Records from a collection
*-*-*

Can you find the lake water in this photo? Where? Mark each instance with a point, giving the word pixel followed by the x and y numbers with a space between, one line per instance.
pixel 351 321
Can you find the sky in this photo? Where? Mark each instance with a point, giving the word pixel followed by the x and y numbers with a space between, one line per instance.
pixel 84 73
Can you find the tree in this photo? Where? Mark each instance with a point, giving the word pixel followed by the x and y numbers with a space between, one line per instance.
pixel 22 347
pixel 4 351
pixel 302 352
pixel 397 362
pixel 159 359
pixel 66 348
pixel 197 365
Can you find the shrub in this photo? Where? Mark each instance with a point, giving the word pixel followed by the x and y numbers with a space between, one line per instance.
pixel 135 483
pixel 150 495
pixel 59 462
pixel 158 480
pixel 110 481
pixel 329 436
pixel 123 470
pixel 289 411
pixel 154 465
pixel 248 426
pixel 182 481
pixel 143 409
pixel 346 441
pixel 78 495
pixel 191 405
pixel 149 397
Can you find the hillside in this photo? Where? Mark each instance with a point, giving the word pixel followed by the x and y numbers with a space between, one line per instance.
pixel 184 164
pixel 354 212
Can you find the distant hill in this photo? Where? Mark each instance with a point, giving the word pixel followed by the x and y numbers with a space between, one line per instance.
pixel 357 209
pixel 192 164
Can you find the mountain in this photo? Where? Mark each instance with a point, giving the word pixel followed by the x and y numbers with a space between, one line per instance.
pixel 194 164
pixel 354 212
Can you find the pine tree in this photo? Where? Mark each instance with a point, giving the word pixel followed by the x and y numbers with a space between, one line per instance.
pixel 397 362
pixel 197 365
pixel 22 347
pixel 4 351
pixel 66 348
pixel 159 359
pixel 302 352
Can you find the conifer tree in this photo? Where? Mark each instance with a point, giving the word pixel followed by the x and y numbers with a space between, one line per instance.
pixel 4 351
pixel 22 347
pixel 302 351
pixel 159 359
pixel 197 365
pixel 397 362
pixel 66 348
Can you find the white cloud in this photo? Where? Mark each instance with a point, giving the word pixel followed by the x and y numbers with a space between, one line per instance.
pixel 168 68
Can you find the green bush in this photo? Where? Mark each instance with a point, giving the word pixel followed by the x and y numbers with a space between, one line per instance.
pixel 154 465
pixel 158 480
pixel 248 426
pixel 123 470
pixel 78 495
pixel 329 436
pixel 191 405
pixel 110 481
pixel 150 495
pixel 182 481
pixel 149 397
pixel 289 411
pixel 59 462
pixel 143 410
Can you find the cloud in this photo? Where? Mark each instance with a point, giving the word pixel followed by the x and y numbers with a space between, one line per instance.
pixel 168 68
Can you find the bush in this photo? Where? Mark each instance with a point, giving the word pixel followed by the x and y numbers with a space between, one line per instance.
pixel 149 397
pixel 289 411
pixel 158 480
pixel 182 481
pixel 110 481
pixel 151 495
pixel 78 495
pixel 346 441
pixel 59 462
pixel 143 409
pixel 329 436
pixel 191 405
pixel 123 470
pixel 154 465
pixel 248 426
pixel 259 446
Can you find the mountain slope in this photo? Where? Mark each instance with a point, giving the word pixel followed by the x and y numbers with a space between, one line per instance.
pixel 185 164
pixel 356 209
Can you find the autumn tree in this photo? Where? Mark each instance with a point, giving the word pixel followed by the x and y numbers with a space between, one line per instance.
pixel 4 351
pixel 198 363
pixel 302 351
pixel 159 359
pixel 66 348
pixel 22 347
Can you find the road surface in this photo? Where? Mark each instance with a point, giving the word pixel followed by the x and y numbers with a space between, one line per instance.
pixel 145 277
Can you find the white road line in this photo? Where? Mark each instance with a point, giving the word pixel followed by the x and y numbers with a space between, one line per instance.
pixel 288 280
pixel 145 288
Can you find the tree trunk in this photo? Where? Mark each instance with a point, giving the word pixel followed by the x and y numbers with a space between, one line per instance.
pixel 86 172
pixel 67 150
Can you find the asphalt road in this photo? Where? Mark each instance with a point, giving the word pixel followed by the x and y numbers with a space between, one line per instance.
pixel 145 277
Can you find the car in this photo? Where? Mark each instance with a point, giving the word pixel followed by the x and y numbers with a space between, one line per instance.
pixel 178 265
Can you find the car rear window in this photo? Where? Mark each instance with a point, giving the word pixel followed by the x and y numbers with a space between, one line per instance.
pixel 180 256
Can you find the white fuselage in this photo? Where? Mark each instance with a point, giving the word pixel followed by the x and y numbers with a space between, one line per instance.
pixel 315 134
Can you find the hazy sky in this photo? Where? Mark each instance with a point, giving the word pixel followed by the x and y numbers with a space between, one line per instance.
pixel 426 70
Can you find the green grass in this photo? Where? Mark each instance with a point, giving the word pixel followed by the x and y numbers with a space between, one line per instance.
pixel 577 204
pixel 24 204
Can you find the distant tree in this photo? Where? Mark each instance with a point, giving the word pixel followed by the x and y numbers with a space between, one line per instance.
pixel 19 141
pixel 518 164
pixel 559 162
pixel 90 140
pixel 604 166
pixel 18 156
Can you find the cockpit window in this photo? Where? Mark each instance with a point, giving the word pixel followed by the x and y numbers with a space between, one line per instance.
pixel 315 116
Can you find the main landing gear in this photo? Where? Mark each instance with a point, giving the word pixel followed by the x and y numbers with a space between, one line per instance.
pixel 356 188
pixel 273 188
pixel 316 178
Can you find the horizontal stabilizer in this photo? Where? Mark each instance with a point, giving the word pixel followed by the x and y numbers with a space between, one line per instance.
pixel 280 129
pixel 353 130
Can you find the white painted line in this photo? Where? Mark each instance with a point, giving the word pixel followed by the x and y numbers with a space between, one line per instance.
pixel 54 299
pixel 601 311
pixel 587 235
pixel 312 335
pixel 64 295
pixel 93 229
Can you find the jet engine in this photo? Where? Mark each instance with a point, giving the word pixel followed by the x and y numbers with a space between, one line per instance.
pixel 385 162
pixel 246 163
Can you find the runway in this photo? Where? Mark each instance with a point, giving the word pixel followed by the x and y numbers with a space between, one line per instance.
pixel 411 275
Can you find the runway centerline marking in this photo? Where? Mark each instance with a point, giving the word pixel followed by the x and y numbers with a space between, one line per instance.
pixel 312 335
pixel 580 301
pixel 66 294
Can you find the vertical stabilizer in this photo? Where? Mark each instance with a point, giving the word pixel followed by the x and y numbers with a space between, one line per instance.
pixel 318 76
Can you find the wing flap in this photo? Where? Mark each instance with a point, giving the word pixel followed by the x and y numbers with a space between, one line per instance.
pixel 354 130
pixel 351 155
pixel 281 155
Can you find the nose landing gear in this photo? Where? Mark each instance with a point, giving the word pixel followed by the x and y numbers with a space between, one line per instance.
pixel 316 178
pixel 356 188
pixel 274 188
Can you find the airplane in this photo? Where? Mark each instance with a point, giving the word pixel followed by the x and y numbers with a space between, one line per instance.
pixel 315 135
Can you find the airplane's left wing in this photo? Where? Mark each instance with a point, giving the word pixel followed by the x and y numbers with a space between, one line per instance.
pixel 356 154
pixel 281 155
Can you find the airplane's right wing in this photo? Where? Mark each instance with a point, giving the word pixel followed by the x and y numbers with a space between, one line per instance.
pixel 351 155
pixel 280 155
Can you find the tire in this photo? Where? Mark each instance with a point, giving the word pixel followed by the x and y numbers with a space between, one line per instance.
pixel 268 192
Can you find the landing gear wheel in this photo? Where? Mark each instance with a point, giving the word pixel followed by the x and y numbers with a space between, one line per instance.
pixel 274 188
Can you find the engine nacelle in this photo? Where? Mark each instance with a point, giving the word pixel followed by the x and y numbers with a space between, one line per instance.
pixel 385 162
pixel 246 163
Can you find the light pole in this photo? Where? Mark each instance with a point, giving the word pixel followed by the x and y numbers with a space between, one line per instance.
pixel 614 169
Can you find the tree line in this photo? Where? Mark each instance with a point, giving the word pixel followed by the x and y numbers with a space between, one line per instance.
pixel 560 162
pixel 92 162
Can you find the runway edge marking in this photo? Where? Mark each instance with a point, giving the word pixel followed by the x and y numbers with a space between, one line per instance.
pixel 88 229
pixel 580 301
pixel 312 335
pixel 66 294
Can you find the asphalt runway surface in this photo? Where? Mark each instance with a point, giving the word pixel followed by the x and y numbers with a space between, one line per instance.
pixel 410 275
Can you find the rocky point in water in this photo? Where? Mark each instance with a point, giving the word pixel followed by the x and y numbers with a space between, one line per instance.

*-*-*

To do: Return, exactly as written, only those lines that run from the one with "Can you find the light" to the last line of the data, both of those lines included.

Response to this exercise:
Can you find the light pole in this photo? Where? Mark each instance with a point, giving the word pixel followed by the x and y numbers with a space between, one line per instance.
pixel 614 169
Can you find the tree line in this photo? Where? Mark each instance with a point, giving the word pixel followed by the x and y numbers with a space between, one line per instance.
pixel 560 162
pixel 92 162
Can you find the runway edge marking in this photo? Where? Mark each instance with a point, giving the word pixel followed by the x and y numbers with a space between, one line per instance.
pixel 88 229
pixel 580 301
pixel 312 335
pixel 66 294
Can you find the asphalt runway surface in this photo? Where? Mark each instance with a point, giving the word pixel followed by the x and y numbers with a space between, one line per instance.
pixel 410 275
Can you find the rocky point in water in this photo? Where? Mark each instance with a point, giving the word pixel followed by the x and y numbers with a space between, one line per instance.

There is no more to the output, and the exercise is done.